Tally the lines in the listing below that contain the string "bush", matching case exactly, and reply with only that number.

Dataset entries |

^^^^^^^^

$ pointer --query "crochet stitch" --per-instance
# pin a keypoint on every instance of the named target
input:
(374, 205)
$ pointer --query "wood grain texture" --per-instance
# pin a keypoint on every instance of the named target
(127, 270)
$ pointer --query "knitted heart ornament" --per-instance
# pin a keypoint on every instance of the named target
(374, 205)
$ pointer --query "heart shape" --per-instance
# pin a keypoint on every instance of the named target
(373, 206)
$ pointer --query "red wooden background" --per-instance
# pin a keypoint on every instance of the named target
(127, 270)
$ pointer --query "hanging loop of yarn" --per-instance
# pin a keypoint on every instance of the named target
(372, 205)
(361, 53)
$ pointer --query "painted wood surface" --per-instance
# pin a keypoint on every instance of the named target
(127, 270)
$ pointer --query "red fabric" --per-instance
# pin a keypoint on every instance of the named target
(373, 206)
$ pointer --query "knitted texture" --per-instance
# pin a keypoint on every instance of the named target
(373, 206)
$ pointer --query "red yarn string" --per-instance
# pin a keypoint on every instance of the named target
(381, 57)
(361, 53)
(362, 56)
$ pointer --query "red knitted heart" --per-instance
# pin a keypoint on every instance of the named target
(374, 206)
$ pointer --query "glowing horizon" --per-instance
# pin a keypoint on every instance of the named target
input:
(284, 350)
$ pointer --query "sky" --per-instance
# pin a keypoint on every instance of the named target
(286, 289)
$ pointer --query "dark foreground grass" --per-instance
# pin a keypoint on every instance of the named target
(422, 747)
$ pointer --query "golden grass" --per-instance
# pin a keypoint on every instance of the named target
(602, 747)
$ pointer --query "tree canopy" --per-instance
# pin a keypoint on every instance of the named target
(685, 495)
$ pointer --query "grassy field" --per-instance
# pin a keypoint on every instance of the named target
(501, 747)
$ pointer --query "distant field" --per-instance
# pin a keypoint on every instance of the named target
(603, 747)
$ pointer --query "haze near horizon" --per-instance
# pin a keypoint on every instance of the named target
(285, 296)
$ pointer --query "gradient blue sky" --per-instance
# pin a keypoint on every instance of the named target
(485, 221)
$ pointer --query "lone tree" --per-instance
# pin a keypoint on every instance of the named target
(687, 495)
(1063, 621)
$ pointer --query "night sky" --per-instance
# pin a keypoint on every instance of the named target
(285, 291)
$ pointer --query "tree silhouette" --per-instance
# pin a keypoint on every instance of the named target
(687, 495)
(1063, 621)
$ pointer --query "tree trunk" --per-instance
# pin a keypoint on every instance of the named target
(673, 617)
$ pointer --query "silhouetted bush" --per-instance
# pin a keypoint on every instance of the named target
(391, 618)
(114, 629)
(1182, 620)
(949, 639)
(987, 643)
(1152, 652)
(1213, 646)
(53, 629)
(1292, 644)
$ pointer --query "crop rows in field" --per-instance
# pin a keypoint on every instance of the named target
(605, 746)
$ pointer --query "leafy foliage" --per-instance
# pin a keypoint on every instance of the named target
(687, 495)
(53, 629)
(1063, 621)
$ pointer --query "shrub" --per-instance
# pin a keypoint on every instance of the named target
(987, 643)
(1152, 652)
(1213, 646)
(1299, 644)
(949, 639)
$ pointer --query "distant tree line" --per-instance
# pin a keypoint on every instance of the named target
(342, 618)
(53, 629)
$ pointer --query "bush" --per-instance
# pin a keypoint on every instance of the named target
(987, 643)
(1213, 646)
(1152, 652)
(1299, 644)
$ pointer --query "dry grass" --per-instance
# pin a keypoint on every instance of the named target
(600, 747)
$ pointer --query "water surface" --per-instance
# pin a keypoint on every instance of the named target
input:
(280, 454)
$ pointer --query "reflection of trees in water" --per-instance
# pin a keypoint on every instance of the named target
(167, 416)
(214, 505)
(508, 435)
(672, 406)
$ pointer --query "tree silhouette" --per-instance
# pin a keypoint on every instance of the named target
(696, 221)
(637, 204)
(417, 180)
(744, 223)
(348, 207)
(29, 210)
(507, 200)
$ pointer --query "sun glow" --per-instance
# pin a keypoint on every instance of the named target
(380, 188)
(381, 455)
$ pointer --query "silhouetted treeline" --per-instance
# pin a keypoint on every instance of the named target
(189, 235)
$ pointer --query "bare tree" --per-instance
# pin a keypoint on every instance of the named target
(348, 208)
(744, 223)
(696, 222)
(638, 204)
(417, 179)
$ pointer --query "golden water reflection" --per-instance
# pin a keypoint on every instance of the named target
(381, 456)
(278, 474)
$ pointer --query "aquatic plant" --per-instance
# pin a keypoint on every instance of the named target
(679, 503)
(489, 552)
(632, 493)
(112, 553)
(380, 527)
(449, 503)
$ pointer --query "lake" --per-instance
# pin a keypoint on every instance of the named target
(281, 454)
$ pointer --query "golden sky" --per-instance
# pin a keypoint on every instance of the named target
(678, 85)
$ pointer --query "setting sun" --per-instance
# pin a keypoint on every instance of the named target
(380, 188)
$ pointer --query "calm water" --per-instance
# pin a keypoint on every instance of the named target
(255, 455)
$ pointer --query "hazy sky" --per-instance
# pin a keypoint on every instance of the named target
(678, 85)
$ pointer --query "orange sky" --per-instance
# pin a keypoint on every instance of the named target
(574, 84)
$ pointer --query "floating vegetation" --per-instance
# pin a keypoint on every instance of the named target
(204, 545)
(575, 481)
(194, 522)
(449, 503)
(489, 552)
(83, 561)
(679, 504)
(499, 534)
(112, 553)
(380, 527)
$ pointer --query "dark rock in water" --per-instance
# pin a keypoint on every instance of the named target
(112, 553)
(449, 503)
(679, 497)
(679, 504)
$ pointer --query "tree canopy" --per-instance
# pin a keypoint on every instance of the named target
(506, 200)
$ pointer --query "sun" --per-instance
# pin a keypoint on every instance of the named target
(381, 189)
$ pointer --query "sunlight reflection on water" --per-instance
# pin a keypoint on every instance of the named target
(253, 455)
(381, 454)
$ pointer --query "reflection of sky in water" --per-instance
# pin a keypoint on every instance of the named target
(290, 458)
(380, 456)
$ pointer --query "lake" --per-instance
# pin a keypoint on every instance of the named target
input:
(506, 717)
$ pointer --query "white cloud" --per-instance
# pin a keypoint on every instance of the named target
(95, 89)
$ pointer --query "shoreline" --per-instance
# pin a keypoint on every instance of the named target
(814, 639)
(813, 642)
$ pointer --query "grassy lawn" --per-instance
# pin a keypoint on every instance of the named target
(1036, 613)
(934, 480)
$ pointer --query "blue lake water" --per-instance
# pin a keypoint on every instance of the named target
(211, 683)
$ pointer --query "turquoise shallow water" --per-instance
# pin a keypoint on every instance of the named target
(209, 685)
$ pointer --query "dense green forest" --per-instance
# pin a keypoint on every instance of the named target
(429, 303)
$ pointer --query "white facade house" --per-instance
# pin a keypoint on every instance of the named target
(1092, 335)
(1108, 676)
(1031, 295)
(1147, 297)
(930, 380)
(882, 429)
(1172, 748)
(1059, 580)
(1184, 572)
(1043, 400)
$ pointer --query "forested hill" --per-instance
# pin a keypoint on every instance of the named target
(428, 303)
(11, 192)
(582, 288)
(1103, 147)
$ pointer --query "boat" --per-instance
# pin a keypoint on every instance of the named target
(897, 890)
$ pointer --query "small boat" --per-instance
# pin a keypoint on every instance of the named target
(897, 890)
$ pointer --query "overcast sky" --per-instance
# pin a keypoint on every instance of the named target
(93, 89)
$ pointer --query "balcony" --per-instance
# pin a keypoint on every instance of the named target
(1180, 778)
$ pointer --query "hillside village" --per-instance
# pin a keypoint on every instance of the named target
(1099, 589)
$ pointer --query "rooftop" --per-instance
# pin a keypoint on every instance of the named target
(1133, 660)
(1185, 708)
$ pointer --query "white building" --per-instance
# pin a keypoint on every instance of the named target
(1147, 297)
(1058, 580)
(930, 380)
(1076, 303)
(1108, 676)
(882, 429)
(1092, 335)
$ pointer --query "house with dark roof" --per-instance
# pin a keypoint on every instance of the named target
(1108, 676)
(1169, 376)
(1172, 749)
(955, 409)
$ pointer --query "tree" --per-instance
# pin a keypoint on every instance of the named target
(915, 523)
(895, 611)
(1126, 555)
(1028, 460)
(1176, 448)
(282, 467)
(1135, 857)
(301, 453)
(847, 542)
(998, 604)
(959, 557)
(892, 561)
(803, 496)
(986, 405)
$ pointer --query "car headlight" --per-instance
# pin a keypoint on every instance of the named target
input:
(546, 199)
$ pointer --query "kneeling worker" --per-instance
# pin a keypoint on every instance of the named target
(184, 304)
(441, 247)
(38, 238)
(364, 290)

^^^^^^^^

Full solution | 2